## Gegeven opdracht 1:
Kopieer uit de tekst over de hittegolf in de winter letterlijk het stuk van "Via de link" tot en met "Een drietal voorbeelden.".

## Brondocument:
───
Hittegolf in de winter

Klimaatverandering klopt luidruchtig op de deur. De afgelopen jaren zagen we dat aan grote droogte met bosbranden, aan terugtrekkende gletsjers, aan langdurige regenval en overstromingen. Meestal denk je dan aan de zomer. Maar ook in de winter (volgens de kalender) kan er sprake zijn van een ‘hittegolf’ : als de temperatuur heel veel hoger is dan het langjarig gemiddelde.

Via de link zie je een klein filmpje van het temperatuurverloop op 1 januari 2023. Met de donkerrode en zelfs witte kleuren, ook boven Nederland: 10-15 graden warmer dan normaal.

Intrigerende plaatjes. En toen ik er een tijdje naar aan het kijken was, zag ik het opeens. Het is een groot wit konijn!. Zien jullie dat er ook in? Als je het konijn eenmaal gezien hebt, kun je het niet meer niet-zien.

En wat betekent dat voor de tuinen. Ook die krijgen te maken met droogte perioden en extreem natte perioden. De kou wordt steeds minder, maar uiteraard zijn er uitschieters waar het behoorlijk vriest. welke planten zijn hier tegen bestand? Welke planten zijn overlevers (of aanpassers, zo je wilt). Een drietal voorbeelden.
───
[Geëxtraheerde gegevensitems]
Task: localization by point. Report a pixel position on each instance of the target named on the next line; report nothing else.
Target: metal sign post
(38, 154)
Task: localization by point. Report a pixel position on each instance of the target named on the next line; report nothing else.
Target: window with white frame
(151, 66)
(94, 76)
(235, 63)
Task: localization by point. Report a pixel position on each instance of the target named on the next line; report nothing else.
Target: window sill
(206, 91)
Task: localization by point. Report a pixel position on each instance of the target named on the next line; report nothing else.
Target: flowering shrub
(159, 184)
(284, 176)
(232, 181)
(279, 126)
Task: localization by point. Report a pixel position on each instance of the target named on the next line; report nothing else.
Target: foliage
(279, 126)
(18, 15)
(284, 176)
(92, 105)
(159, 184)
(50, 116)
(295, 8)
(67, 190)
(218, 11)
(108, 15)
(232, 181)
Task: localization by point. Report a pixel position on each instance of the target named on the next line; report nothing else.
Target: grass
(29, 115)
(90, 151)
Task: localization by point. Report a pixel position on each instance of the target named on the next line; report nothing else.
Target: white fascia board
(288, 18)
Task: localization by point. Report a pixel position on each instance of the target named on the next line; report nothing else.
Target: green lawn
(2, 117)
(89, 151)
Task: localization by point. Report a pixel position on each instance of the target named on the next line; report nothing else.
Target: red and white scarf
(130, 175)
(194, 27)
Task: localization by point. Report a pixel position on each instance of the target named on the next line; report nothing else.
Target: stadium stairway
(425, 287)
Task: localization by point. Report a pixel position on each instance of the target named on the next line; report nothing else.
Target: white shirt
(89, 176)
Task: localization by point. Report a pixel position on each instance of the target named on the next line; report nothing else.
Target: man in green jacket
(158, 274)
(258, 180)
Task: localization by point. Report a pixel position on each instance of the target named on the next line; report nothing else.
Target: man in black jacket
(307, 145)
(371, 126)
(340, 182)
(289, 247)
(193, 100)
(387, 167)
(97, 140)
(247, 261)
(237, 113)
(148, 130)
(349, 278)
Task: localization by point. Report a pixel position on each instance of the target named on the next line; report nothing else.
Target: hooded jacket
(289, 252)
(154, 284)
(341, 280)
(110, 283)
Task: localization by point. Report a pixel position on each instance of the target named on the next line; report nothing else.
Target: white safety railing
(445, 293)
───
## Gegeven opdracht 2:
Selecteer uit de items elke regel waarin het woord "window" staat, en geef die regels ongewijzigd weer. Hoofdletters en kleine letters tellen mee.

## Volledig antwoord 1:
Via de link zie je een klein filmpje van het temperatuurverloop op 1 januari 2023. Met de donkerrode en zelfs witte kleuren, ook boven Nederland: 10-15 graden warmer dan normaal.

Intrigerende plaatjes. En toen ik er een tijdje naar aan het kijken was, zag ik het opeens. Het is een groot wit konijn!. Zien jullie dat er ook in? Als je het konijn eenmaal gezien hebt, kun je het niet meer niet-zien.

En wat betekent dat voor de tuinen. Ook die krijgen te maken met droogte perioden en extreem natte perioden. De kou wordt steeds minder, maar uiteraard zijn er uitschieters waar het behoorlijk vriest. welke planten zijn hier tegen bestand? Welke planten zijn overlevers (of aanpassers, zo je wilt). Een drietal voorbeelden.

## Volledig antwoord 2:
Target: window with white frame
Target: window sill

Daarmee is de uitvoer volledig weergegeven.